GIVEN INSTRUCTION: Pick up the account of white water rafting on the Nile below from its last sentence and continue it, leaving the rows that follow it aside.

PASSAGE GIVEN:
========

Muzungu’s in Too Deep: Grade 5 White Water Rafting on the Nile

By on August 28, 2015


Jinja. The Adventure capital of Uganda. AKA the city that I accidentally went grade 5 white water rafting in…

As a nervous Muzungu (tourist), I signed up for baby grade 3 rafting, but upon arriving at the starting point I was informed that there was only one option. I would be grade 5 rafting today.

Hahaha, what!?

With pseudo bravery we boarded our rafts and learnt the water rules. We called ourself the ‘baby boat’ also known as ‘the chicken boat’ or ‘four Muzungu’s who have gotten themselves in way too deep…

IMG_1497Our guide, Yo, was not impressed. He had reluctantly taken the ‘chicken boat’ and was determined to liberate his baby Muzungu chickens. And teach us a few things about the differences between African and Western dating along the way…

“When I first started this job, I used to try and impress all the Muzungu’s, but then I realised Mazingu women are not good. You have to ask permission to bring 10 friends home and they don’t share their men”.

Parties and promiscuity? He obviously hadn’t met enough Australians….

========

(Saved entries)
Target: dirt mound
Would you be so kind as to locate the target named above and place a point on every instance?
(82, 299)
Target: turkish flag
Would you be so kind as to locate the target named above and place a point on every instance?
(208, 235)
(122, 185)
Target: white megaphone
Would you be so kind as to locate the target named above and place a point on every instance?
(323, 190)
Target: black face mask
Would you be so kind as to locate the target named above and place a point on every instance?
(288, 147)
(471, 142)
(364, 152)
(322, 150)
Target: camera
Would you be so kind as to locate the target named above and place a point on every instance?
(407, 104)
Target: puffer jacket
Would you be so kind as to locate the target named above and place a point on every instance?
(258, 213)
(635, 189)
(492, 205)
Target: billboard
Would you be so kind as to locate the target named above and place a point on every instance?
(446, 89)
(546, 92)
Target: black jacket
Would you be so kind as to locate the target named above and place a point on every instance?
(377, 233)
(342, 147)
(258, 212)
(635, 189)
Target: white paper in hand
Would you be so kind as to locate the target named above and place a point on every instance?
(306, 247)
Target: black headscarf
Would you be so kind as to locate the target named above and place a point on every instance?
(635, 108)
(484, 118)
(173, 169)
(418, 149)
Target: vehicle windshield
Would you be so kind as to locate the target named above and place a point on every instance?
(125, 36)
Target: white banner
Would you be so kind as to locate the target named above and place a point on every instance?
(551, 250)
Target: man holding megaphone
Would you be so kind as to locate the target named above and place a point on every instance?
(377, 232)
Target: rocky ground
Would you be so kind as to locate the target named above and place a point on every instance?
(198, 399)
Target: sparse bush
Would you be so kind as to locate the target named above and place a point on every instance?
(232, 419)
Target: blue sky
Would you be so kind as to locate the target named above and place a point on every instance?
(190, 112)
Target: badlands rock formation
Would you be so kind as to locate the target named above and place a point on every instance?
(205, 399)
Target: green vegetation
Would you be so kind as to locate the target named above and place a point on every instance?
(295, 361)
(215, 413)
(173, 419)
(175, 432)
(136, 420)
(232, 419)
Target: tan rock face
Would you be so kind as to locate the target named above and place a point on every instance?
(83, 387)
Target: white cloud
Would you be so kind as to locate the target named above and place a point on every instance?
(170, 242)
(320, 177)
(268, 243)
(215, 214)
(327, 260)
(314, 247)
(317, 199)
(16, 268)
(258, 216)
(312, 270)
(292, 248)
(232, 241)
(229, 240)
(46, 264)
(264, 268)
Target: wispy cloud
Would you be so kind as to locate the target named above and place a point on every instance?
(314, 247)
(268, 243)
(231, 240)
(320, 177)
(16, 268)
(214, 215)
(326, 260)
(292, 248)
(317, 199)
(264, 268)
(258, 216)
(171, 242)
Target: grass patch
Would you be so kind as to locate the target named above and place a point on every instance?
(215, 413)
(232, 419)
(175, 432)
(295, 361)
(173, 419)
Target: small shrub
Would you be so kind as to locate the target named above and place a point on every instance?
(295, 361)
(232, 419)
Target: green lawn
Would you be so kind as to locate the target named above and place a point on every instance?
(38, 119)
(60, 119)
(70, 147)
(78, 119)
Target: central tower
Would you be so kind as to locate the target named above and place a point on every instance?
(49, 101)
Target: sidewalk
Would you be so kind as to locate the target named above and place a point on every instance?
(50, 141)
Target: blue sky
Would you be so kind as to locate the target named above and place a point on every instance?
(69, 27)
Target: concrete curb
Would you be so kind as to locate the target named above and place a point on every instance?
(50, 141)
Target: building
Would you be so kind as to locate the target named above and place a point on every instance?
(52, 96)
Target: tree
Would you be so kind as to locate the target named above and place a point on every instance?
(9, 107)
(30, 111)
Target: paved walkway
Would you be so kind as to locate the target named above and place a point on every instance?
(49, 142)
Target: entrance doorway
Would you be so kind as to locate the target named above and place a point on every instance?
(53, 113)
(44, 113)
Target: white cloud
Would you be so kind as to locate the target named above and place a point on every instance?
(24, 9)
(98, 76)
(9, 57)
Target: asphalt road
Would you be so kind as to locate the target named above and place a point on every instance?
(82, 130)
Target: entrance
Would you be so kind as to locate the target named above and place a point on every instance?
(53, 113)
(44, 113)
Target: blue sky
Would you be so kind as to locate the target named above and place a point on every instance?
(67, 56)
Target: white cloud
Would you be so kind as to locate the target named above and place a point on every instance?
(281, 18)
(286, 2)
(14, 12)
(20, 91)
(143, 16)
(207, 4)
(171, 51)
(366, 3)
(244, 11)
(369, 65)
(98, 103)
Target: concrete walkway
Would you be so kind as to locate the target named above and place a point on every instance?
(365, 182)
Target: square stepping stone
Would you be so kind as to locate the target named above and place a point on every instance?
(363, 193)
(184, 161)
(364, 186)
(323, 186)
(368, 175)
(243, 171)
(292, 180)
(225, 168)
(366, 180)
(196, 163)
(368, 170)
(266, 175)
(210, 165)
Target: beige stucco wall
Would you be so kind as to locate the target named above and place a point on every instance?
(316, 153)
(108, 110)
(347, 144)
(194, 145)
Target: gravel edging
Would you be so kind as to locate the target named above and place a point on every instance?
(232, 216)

========

WRITTEN ANSWER:
“In Africa we do not have cheating. In Africa it is called ‘expanding your clan”…

Don’t know if that excuse would go down so well in Australia…

“…That’s why we don’t take anti-baby pills, it is not good for the clan”.

Got it, clan comes first.

“If an African man ends up with a Muzungu women, they just end up with Zebra babies…”

What an exotic clan…

“…And the real reason women like tall men is for lighting safety”.

Safety first, right?

DSCN0487He went on to tell us about his extreme immigration beliefs, his dislike of English people and cannibalism. We had three more hours of grade 5 rapids to survive and I questioned our safety. Especially with two Brits on board…

But we really couldn’t have asked for a better guide. He directed us to safety through every wave, whirlpool and worry… And then tipped us on the final rapid…

He had promised us a swim… But Yo was not the most trustworthy man…

“My English wife must be very stupid. She liked me even after seeing my chicken legs… I am not very good for lightening safety”

Oh Yo.

DSCN0501It was along day but completely incredible. The quick rapids were separated by long periods of cruising the Nile, admiring the breathtaking views of the starting point of Africa’s great river.

The rapids are nothing short of exhilarating. Watching the braver rafts flip and spin and the brave kayakers disappear through the waves pumps the adrenalin through your veins ever before you hit that first wave. We held on for dear life and let the tears wash away in the white water.

As a virgin rafter, I felt in safe hands the entire time, and African dating advise conquering the grade 5 white water of the Nile is an experience I am not going to forget anytime soon.

We screamed, we laughed and we ate pineapple. It is probably the most fun a Muzungu can have without lightening safety equipment…

(And yes, I am the red-helmeted mess in the photos…)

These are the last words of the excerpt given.